◆ GIVEN ENTRIES ◆
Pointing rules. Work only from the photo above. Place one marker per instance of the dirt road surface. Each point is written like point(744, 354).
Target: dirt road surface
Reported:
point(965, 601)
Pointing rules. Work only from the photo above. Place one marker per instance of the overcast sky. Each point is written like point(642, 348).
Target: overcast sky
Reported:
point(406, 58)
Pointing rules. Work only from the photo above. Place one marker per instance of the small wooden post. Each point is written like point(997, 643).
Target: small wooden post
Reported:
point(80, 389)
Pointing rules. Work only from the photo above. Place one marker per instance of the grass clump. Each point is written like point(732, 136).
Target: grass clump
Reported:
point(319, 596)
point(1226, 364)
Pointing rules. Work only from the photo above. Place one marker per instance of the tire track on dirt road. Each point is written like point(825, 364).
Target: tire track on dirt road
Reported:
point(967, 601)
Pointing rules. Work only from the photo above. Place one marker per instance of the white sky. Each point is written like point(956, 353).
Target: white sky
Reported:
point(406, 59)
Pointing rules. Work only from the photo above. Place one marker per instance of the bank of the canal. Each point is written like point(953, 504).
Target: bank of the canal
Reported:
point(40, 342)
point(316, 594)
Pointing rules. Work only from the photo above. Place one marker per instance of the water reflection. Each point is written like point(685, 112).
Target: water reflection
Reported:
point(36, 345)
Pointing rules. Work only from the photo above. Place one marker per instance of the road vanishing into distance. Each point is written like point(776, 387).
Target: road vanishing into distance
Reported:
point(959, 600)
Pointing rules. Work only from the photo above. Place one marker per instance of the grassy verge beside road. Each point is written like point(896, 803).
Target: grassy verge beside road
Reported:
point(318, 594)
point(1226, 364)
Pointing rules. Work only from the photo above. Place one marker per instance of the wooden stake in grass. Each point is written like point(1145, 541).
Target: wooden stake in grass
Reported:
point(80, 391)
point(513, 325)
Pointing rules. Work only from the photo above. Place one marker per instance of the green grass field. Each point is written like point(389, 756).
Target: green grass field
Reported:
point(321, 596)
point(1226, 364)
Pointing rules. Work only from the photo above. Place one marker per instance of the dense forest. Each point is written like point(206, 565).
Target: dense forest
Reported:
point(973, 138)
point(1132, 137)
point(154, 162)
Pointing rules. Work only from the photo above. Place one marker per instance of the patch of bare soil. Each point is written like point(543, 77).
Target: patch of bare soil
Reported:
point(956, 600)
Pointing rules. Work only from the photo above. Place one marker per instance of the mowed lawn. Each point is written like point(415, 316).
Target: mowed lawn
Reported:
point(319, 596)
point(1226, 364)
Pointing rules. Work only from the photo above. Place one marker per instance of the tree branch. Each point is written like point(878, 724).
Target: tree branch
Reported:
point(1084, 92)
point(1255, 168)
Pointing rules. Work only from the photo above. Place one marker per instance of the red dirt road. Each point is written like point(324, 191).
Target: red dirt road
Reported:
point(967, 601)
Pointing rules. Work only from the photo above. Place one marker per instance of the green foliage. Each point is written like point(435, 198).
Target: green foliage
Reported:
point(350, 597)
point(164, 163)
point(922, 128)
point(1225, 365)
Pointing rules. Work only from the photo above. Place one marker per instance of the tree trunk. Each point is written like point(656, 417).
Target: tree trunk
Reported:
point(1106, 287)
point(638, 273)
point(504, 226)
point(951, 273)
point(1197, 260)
---
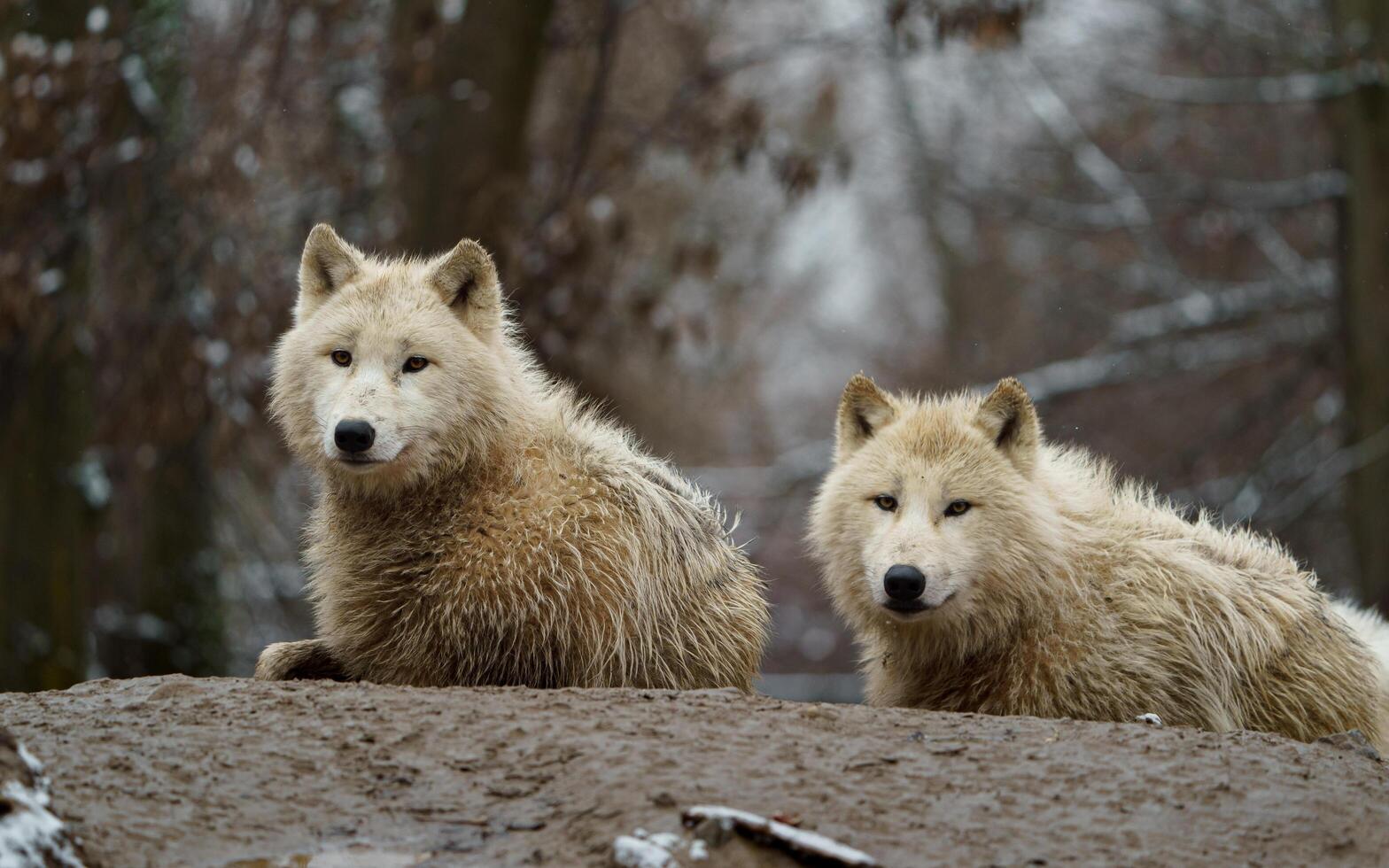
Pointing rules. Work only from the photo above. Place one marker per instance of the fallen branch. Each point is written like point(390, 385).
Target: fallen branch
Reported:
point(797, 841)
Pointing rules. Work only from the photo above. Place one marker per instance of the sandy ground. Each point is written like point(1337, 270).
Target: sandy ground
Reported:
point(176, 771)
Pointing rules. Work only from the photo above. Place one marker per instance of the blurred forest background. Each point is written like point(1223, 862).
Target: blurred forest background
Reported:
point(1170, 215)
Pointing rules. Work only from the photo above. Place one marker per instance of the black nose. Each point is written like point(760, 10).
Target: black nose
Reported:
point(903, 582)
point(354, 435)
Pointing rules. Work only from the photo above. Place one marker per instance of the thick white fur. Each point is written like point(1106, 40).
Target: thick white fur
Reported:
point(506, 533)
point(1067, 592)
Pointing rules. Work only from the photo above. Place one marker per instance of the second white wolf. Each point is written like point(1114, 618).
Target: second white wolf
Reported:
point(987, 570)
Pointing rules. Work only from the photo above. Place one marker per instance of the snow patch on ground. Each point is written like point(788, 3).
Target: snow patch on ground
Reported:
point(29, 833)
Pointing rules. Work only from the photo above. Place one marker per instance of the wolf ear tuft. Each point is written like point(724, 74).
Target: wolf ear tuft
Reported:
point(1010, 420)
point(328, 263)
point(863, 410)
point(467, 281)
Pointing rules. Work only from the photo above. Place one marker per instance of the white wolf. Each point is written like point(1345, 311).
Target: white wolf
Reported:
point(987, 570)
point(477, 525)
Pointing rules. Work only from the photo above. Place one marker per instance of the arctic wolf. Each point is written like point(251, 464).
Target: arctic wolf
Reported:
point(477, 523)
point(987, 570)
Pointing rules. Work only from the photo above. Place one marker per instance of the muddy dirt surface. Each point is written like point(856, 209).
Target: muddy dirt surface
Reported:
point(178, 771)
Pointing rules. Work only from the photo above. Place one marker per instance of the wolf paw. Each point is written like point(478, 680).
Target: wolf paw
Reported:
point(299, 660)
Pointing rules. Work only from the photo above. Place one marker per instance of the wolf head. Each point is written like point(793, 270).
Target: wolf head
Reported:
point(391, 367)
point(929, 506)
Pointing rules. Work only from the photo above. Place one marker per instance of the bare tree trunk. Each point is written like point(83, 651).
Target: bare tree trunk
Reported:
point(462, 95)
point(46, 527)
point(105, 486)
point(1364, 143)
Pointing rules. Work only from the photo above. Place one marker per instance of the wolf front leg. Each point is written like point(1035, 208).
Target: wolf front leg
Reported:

◆ EXERCISE PROMPT ◆
Starting at the line that has "like point(744, 354)." and stopping after the line that has "point(80, 389)", write out every line of those records again, adding 138 to each coordinate in the reported points and leaving the sample points in the rule lines unchanged.

◆ OUTPUT FOR THIS EXERCISE ◆
Pointing rules. Work only from the photo above. Place one marker per instance of the dirt road surface. Each point is written like point(744, 354).
Target: dirt road surface
Reported:
point(1103, 739)
Pointing rules. Work only from the photo above. Place one marker per instance of the overcast sky. Each point is written like point(642, 348).
Target: overcast sky
Reported:
point(544, 196)
Pointing rules. Work only from the photo above. Place one marker per instance of the small wooden post. Each point is written like point(997, 643).
Target: small wooden post
Reported:
point(218, 527)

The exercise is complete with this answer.